Print the line containing "# this form" and all lines after it to the end of the records below, exactly as written. No pictures.

Records supplied.

▼▼▼

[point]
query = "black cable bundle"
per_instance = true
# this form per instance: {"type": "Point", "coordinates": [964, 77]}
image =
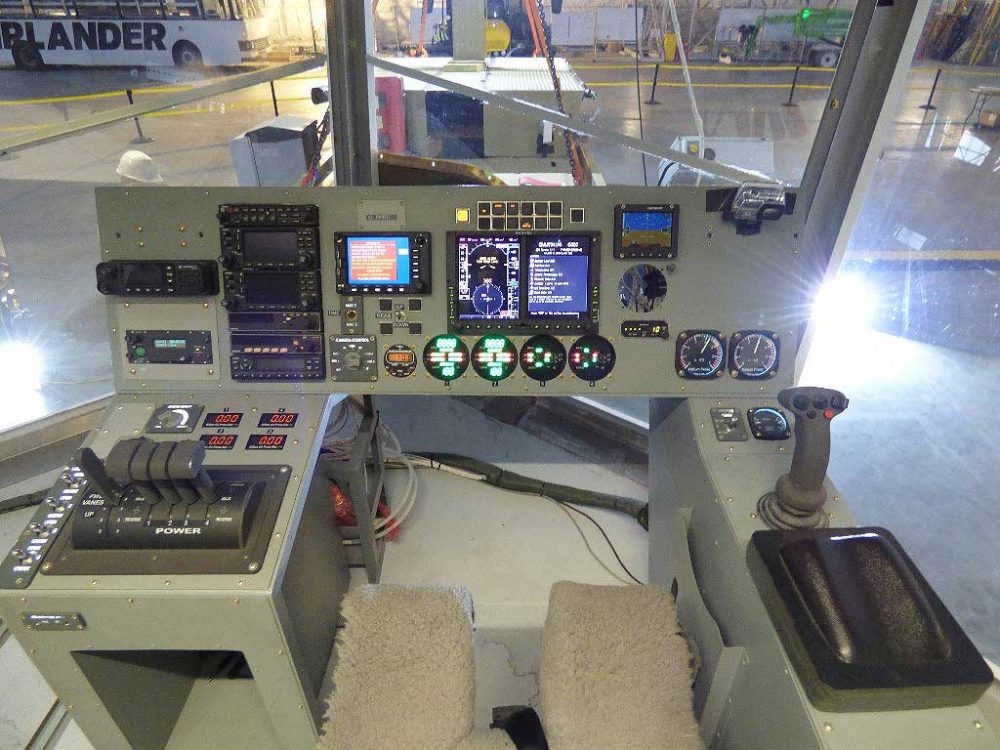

▲▲▲

Written solution.
# this form per instance: {"type": "Point", "coordinates": [964, 77]}
image =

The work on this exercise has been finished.